DATA TO USE Start Marker
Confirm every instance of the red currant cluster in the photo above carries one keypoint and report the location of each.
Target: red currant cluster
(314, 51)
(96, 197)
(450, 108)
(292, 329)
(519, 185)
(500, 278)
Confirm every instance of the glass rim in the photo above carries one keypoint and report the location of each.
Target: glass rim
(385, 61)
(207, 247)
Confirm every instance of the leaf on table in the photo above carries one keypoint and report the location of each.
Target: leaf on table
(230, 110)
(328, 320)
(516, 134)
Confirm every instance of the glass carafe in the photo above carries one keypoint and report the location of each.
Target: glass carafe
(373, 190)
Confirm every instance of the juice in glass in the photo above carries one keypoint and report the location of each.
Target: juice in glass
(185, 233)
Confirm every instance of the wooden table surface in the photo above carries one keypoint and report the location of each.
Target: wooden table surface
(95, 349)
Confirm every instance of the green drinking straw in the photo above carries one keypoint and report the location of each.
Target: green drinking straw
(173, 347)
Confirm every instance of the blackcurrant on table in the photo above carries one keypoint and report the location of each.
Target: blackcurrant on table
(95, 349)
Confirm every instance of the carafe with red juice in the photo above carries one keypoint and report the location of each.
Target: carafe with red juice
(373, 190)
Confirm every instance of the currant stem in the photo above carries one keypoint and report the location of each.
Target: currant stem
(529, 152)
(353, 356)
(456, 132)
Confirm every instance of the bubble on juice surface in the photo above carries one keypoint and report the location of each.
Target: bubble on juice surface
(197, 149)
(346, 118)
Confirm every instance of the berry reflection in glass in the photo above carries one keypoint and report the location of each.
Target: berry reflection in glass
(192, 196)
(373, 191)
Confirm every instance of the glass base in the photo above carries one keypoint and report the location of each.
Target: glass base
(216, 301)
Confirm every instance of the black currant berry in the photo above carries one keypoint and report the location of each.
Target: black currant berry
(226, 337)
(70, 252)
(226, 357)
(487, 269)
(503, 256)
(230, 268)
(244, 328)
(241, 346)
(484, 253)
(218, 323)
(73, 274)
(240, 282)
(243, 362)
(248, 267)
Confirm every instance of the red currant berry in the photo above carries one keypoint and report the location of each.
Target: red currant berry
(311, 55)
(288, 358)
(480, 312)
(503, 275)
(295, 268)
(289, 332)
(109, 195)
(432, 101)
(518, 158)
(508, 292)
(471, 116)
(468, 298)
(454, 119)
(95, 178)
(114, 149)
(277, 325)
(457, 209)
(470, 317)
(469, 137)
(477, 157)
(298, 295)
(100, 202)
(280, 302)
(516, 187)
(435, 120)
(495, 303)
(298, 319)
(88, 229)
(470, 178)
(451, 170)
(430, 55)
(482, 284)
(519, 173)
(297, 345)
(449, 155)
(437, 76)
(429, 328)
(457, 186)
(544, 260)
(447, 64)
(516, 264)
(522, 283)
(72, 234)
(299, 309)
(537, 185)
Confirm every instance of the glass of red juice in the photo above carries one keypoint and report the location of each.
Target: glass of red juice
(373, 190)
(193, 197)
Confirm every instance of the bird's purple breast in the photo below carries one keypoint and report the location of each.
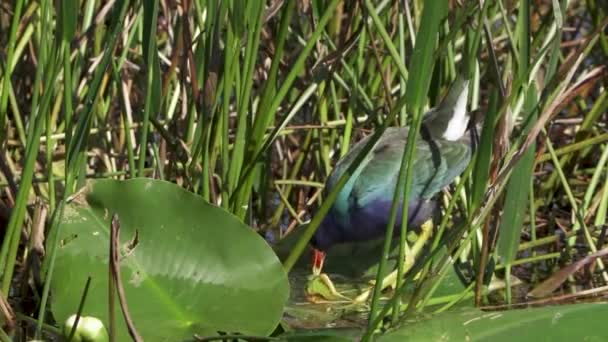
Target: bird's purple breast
DATA TO USE End Marker
All lines above that include the word "breast" must be copied into the answer.

Confirm every instance of the bird's purple breast in the photo below carries one keypoint and report the location of each.
Target: bird's purple breast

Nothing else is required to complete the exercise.